» Input data:
· · · ·
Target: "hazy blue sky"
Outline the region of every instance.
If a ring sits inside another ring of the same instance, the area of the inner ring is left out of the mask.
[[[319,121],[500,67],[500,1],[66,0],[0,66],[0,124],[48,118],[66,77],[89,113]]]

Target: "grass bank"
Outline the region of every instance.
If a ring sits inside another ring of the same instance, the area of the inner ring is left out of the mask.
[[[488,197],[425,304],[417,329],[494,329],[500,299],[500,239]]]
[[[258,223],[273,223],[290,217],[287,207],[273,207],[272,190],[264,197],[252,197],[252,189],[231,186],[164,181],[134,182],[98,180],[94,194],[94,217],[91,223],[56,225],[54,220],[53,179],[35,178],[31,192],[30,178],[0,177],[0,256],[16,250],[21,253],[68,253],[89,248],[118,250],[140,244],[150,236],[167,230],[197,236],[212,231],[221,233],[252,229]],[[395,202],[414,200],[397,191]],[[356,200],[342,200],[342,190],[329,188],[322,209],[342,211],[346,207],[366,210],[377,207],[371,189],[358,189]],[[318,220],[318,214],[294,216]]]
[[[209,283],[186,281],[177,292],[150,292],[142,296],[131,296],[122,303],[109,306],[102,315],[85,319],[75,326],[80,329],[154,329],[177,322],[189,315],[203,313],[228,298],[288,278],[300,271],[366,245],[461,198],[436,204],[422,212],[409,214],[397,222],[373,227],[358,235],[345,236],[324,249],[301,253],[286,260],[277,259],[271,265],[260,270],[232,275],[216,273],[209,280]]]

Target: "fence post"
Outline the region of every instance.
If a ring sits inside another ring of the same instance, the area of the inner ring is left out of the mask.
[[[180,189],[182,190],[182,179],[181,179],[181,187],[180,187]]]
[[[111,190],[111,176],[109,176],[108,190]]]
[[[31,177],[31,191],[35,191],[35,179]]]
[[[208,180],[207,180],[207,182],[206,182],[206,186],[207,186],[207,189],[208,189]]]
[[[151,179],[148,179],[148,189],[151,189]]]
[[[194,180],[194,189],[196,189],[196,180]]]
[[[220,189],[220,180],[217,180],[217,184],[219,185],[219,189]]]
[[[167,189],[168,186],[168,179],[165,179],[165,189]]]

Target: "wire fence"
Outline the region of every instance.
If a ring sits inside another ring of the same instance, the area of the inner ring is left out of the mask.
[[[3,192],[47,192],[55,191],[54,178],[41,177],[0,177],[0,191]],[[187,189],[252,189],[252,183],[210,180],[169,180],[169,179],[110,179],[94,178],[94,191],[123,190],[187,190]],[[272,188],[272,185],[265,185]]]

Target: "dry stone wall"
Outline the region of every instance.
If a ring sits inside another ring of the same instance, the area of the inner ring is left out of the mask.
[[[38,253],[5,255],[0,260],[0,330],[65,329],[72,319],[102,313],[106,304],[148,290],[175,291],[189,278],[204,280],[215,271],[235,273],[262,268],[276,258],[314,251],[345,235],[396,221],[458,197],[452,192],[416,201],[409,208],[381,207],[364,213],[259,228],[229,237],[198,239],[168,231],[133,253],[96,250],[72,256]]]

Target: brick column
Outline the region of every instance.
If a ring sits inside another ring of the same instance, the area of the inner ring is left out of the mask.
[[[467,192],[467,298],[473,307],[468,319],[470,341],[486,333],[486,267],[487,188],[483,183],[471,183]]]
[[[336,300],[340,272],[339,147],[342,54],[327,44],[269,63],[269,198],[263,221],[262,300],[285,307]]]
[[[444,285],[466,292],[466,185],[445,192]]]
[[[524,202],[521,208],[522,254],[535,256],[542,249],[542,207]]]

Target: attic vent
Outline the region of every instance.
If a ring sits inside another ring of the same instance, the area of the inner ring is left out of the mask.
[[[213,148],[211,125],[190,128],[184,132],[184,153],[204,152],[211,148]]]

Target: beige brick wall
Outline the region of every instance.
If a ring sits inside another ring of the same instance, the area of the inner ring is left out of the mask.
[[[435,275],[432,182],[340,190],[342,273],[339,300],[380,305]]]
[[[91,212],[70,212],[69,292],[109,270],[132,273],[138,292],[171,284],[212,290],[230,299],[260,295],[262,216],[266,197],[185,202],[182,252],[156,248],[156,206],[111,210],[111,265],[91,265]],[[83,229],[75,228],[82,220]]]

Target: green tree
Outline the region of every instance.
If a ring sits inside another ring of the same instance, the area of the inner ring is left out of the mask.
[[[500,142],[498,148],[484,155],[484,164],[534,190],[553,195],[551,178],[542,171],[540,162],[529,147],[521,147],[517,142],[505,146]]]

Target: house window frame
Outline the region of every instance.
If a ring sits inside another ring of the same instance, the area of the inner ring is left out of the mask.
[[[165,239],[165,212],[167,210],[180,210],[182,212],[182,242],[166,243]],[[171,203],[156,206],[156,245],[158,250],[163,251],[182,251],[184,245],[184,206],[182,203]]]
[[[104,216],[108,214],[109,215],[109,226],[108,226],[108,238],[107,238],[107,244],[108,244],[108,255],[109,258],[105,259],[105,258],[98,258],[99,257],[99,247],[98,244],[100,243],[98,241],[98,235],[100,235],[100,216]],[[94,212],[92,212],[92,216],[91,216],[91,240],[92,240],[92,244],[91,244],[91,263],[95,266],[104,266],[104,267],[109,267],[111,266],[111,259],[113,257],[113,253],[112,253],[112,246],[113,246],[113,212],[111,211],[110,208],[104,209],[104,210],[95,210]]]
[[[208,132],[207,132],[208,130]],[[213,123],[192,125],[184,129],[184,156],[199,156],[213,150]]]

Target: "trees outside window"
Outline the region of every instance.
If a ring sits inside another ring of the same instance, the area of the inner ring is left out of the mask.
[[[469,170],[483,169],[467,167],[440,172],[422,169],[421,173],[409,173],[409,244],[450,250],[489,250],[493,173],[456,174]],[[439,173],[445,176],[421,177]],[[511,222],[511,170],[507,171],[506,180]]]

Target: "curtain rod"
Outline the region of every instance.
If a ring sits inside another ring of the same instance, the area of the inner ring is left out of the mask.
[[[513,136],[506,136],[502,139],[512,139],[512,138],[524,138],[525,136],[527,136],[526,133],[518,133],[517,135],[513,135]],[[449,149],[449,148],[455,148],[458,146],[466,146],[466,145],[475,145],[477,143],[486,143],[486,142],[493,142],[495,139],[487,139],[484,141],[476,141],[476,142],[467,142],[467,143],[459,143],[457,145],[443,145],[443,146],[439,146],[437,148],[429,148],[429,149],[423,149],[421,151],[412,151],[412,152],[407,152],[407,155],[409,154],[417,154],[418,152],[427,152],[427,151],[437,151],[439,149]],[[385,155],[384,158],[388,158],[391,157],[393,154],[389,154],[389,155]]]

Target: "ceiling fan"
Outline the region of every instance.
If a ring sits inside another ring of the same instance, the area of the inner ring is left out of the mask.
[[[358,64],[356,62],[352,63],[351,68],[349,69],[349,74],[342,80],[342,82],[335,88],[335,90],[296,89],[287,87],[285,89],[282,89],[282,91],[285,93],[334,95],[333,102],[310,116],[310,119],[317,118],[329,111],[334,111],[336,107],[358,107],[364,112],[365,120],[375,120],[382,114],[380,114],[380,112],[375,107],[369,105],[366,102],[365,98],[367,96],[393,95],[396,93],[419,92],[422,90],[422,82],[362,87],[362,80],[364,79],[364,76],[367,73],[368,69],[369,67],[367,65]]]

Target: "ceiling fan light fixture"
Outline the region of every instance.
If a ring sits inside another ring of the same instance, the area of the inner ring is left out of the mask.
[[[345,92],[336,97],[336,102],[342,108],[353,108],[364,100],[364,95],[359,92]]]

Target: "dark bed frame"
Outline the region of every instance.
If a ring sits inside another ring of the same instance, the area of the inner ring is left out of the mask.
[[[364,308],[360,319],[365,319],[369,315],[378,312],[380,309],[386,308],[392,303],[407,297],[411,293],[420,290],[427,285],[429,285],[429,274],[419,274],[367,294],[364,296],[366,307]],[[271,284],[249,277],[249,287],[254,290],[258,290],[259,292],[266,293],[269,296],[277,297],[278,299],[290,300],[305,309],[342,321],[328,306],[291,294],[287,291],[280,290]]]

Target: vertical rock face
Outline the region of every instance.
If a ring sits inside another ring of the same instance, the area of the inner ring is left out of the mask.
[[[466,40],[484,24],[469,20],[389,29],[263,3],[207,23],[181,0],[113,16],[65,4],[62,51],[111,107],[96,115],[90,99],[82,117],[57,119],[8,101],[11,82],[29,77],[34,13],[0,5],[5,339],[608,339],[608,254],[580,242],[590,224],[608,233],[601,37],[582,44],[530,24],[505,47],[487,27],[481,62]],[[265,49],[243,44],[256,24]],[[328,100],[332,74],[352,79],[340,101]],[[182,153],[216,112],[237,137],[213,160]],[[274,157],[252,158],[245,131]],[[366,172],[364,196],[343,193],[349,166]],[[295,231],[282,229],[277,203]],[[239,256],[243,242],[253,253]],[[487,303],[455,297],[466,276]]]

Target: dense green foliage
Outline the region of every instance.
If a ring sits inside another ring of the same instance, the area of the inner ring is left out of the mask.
· · · ·
Single out each line of the records above with the string "frame" in it, and copy it.

Target: house window frame
Target: "dark bed frame"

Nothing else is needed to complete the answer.